> Short task
Render all of the material below as a numbered list with one line per entry, omitting blank lines and leaving out the pictures.

# Start of Extracted material

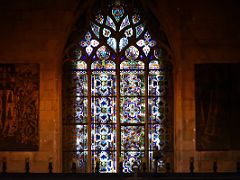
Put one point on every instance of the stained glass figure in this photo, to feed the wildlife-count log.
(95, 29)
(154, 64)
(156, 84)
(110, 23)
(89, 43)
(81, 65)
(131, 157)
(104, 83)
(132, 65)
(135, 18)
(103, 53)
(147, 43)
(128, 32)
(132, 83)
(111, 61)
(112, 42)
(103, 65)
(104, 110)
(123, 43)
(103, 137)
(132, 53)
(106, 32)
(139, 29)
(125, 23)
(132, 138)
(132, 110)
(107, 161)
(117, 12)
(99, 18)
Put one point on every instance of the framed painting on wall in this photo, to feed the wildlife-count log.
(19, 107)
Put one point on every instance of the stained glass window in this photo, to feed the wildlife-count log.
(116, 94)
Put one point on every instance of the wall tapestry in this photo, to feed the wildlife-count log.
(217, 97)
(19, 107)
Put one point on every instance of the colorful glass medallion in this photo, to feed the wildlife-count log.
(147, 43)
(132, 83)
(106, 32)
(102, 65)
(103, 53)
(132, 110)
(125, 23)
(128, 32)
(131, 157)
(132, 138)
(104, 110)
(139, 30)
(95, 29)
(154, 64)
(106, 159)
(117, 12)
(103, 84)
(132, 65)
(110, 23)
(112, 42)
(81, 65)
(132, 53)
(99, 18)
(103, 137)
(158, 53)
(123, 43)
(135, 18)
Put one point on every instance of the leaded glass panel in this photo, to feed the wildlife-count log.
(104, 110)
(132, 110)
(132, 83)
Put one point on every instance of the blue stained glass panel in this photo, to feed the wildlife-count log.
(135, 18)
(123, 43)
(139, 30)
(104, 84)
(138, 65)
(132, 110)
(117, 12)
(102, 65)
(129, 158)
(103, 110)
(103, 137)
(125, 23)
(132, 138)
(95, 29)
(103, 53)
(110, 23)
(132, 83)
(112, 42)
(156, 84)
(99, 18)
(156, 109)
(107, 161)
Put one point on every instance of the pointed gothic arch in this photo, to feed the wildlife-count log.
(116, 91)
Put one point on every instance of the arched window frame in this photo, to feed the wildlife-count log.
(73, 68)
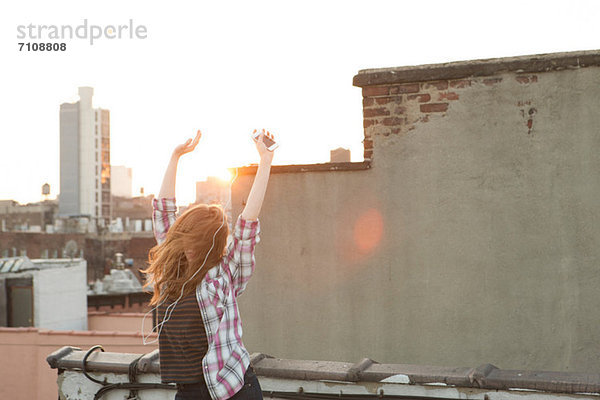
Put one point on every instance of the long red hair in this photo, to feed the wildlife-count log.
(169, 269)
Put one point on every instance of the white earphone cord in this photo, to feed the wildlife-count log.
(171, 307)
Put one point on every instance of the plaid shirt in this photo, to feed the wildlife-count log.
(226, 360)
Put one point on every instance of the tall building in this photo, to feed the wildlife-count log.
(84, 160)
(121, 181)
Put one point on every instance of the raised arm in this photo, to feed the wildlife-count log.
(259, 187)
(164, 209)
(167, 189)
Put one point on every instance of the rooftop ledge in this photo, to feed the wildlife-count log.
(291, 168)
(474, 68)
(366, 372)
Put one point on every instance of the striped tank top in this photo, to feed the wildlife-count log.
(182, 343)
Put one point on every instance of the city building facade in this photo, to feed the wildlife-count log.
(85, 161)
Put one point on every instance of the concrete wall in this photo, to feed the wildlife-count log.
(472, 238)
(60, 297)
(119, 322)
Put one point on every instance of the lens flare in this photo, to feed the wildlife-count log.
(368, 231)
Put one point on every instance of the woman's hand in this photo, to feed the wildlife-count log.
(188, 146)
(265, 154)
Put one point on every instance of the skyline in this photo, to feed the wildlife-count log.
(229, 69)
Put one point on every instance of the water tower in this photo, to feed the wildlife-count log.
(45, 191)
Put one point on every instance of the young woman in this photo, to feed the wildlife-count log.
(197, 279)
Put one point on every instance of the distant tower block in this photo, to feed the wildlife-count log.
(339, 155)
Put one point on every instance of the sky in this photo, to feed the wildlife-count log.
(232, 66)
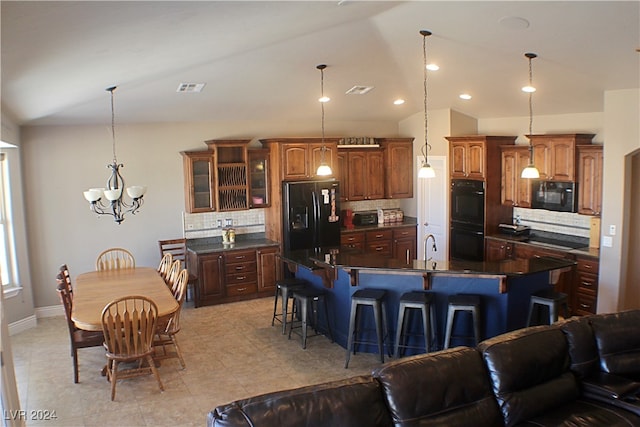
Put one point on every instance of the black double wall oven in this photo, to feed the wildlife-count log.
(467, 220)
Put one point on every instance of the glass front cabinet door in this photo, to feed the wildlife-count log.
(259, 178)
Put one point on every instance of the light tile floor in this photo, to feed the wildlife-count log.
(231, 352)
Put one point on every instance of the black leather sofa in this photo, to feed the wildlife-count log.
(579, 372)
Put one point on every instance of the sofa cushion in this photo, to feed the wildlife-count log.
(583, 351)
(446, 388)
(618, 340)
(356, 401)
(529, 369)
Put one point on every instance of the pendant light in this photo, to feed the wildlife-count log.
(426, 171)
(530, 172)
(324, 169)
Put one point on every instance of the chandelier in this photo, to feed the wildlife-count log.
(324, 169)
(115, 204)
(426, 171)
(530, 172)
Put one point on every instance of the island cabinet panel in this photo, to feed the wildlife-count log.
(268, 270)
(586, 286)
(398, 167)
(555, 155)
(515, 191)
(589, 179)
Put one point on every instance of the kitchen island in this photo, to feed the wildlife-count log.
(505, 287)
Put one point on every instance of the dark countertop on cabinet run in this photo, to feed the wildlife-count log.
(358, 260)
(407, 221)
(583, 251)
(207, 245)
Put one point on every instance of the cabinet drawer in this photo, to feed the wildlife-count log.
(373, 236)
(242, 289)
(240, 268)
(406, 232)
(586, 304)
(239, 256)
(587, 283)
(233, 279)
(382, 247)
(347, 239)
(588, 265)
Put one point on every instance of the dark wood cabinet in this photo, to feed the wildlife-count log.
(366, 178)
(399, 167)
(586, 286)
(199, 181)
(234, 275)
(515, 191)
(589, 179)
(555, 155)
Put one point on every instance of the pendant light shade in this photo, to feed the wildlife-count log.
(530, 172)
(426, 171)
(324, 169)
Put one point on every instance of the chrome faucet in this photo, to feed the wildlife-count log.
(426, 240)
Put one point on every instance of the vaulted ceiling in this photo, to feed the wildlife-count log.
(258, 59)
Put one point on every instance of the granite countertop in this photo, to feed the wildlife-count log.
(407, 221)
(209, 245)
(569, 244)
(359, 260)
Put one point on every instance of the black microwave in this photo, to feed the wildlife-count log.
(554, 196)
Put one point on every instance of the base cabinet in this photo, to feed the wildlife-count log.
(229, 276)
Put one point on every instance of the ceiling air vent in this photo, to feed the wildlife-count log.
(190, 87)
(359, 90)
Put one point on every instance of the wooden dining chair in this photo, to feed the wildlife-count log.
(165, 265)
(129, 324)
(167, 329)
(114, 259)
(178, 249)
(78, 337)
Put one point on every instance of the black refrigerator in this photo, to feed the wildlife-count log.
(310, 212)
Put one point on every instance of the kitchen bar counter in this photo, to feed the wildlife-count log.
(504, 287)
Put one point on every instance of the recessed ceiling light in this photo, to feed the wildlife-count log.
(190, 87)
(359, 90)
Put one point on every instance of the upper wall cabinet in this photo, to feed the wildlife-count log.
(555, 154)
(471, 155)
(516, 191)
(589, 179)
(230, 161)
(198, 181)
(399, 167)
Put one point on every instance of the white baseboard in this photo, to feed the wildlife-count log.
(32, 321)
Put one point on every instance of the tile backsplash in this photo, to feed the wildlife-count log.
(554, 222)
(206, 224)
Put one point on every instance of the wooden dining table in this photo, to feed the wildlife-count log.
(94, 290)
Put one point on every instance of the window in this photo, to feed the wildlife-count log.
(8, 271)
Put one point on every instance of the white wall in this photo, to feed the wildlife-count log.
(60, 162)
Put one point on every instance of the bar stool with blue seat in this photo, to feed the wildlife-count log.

# End of Extracted material

> Task result
1. Put one point on every instance of the stained glass figure in this photo, to feed the wildlife-count log.
2. (95, 29)
3. (154, 64)
4. (156, 84)
5. (110, 23)
6. (89, 43)
7. (81, 65)
8. (131, 157)
9. (104, 83)
10. (132, 65)
11. (135, 18)
12. (103, 53)
13. (147, 43)
14. (128, 32)
15. (132, 83)
16. (111, 61)
17. (112, 42)
18. (103, 65)
19. (104, 110)
20. (123, 43)
21. (103, 137)
22. (132, 53)
23. (106, 32)
24. (139, 29)
25. (125, 23)
26. (132, 138)
27. (132, 110)
28. (107, 161)
29. (117, 12)
30. (99, 18)
31. Put one point on every instance of the framed painting on wall in this photo, to feed the wildlife-count log.
32. (19, 107)
33. Put one point on every instance of the stained glass window in this photo, to feed the wildlife-count log.
34. (116, 94)
35. Put one point on every instance of the wall tapestry in this photo, to feed the wildlife-count log.
36. (217, 97)
37. (19, 107)
38. Put one point on every instance of the colorful glass medallion in this photo, to feed the wildlife-count log.
39. (147, 43)
40. (132, 83)
41. (106, 32)
42. (102, 65)
43. (103, 53)
44. (132, 110)
45. (125, 23)
46. (128, 32)
47. (131, 157)
48. (132, 138)
49. (104, 110)
50. (139, 30)
51. (95, 29)
52. (154, 64)
53. (106, 159)
54. (117, 12)
55. (103, 84)
56. (132, 65)
57. (110, 23)
58. (112, 42)
59. (81, 65)
60. (132, 53)
61. (99, 18)
62. (103, 137)
63. (158, 53)
64. (123, 43)
65. (135, 18)
66. Put one point on every instance of the leaded glass panel in this photo, to feed the wildlife-count log.
67. (104, 110)
68. (132, 110)
69. (132, 83)
70. Put one point on every instance of the blue stained glass panel in this photo, to feed the wildlife-count log.
71. (135, 18)
72. (123, 43)
73. (139, 30)
74. (104, 84)
75. (138, 65)
76. (132, 110)
77. (117, 12)
78. (102, 65)
79. (129, 158)
80. (103, 110)
81. (103, 137)
82. (125, 23)
83. (132, 138)
84. (95, 29)
85. (103, 53)
86. (110, 23)
87. (132, 83)
88. (112, 42)
89. (156, 84)
90. (99, 18)
91. (156, 109)
92. (107, 161)
93. Put one point on every instance of the pointed gothic arch in this photo, to feed the wildlife-count log.
94. (116, 91)
95. Put one point on every instance of the arched window frame in this photo, to feed the wildlife-count log.
96. (73, 68)
97. Put one point on every instance of the long red hair in this photo, to feed the wildlife-count log.
98. (169, 269)
99. Put one point on every instance of the white earphone cord in this photo, to feed the wildlife-count log.
100. (171, 307)
101. Put one point on every instance of the plaid shirt in this photo, to feed the wildlife-count log.
102. (226, 360)
103. Put one point on every instance of the tall building in this photo, to feed the wildlife-count log.
104. (84, 160)
105. (121, 181)
106. Put one point on every instance of the raised arm in this photo, to feed the wildlife-count log.
107. (259, 187)
108. (164, 209)
109. (167, 189)
110. Put one point on every instance of the rooftop ledge in this photo, to feed the wildlife-count log.
111. (291, 168)
112. (474, 68)
113. (366, 372)
114. Put one point on every instance of the striped tank top in this photo, to feed the wildlife-count log.
115. (182, 343)
116. Put one point on every instance of the city building facade in this photo, to feed the wildlife-count log.
117. (85, 161)
118. Put one point on every instance of the concrete wall in this photo, to feed the wildlife-count log.
119. (472, 238)
120. (60, 297)
121. (119, 322)
122. Put one point on every instance of the lens flare in this photo, to feed the wildlife-count log.
123. (368, 231)
124. Put one point on every instance of the woman's hand in this photo, to feed the wildlife-count log.
125. (188, 146)
126. (265, 154)
127. Put one point on every instance of the skyline in this photo, to feed the wildlife-count log.
128. (229, 69)
129. Put one point on every instance of the water tower in this photo, to feed the wildlife-count log.
130. (45, 191)
131. Put one point on every instance of the young woman in this photo, to feed the wildlife-count log.
132. (197, 279)
133. Put one point on every instance of the distant tower block in this photo, to feed the wildlife-count log.
134. (339, 155)
135. Put one point on every instance of the sky in this photo, to feed the wildlife-count log.
136. (232, 66)
137. Put one point on every instance of the black double wall oven in this photo, to feed the wildlife-count log.
138. (467, 220)
139. Put one point on every instance of the glass front cabinet door in this photo, to feed the wildlife-count log.
140. (259, 178)
141. Put one point on every instance of the light tile floor in this photo, to feed the wildlife-count log.
142. (231, 352)
143. Put one point on every instance of the black leather sofa in this photo, to feed the wildlife-count log.
144. (579, 372)
145. Put one point on every instance of the sofa cushion in this photo, to feed the wildlife-count log.
146. (583, 351)
147. (446, 388)
148. (618, 340)
149. (356, 401)
150. (529, 369)
151. Put one point on every instance of the pendant light in this photo, to feed the wildlife-count log.
152. (426, 171)
153. (530, 172)
154. (324, 169)
155. Put one point on every instance of the chandelier in this photo, to feed the wildlife-count log.
156. (324, 169)
157. (115, 204)
158. (426, 171)
159. (530, 172)
160. Put one point on every instance of the island cabinet panel in this photo, to feed the wildlife-count log.
161. (268, 270)
162. (586, 286)
163. (398, 167)
164. (555, 155)
165. (515, 191)
166. (589, 179)
167. Put one point on every instance of the kitchen island in this photo, to feed the wildlife-count log.
168. (505, 287)
169. Put one point on every instance of the dark countertop on cabinet run in this photo, to feed the wildlife-count log.
170. (358, 260)
171. (407, 221)
172. (583, 251)
173. (207, 245)
174. Put one point on every instance of the cabinet drawer in this photo, to feed the wildlife-count log.
175. (373, 236)
176. (242, 289)
177. (240, 268)
178. (406, 232)
179. (586, 304)
180. (239, 256)
181. (587, 283)
182. (233, 279)
183. (382, 247)
184. (347, 239)
185. (588, 265)
186. Put one point on every instance of the dark wood cabinet in this photo, to feed the wildlife-count log.
187. (366, 178)
188. (399, 167)
189. (586, 286)
190. (199, 181)
191. (234, 275)
192. (515, 191)
193. (589, 179)
194. (555, 155)
195. Put one point on every instance of the pendant light shade in this photo, to feed the wildlife-count log.
196. (530, 172)
197. (426, 171)
198. (324, 169)
199. Put one point on every instance of the chrome faucet in this photo, to feed the wildlife-count log.
200. (426, 240)
201. Put one point on every instance of the vaulted ceiling in this photo, to feed the wildlife-count log.
202. (258, 59)
203. Put one point on every instance of the granite countertop in this photo, to feed the wildlife-count log.
204. (407, 221)
205. (209, 245)
206. (569, 244)
207. (359, 260)
208. Put one point on every instance of the black microwave in this photo, to feed the wildlife-count log.
209. (554, 196)
210. Put one point on every instance of the base cabinet in this photo, to feed the wildlife-count log.
211. (229, 276)
212. Put one point on every instance of the ceiling air vent in this photo, to feed the wildlife-count log.
213. (190, 87)
214. (359, 90)
215. Put one point on every instance of the wooden dining chair in this photo, to feed the wildlife-count log.
216. (165, 265)
217. (129, 324)
218. (167, 329)
219. (114, 259)
220. (178, 249)
221. (78, 337)
222. Put one point on every instance of the black refrigerator in this photo, to feed the wildlife-count log.
223. (310, 212)
224. Put one point on every instance of the kitchen bar counter in this photo, to feed the wildlife-count log.
225. (504, 287)
226. Put one point on every instance of the recessed ceiling light in this photo, to feed the wildlife-count log.
227. (190, 87)
228. (359, 90)
229. Put one point on every instance of the upper wall cabinet in this photo, to feed the wildlife-count log.
230. (555, 154)
231. (471, 155)
232. (516, 191)
233. (589, 179)
234. (230, 161)
235. (198, 181)
236. (399, 167)
237. Put one point on every instance of the white baseboard in this photo, to feed the wildlife-count log.
238. (32, 321)
239. Put one point on every instance of the tile backsplash in this photo, to feed the wildlife-count log.
240. (554, 222)
241. (206, 224)
242. Put one point on every instance of the wooden dining table in this photo, to feed the wildlife-count log.
243. (94, 290)
244. Put one point on every instance of the window in this photo, to feed the wildlife-count log.
245. (8, 271)
246. Put one point on every instance of the white wall in this photo, to feed the wildlife-count log.
247. (60, 162)
248. Put one point on every instance of the bar stool with blue seat in this photo, to feed the wildlife-count log.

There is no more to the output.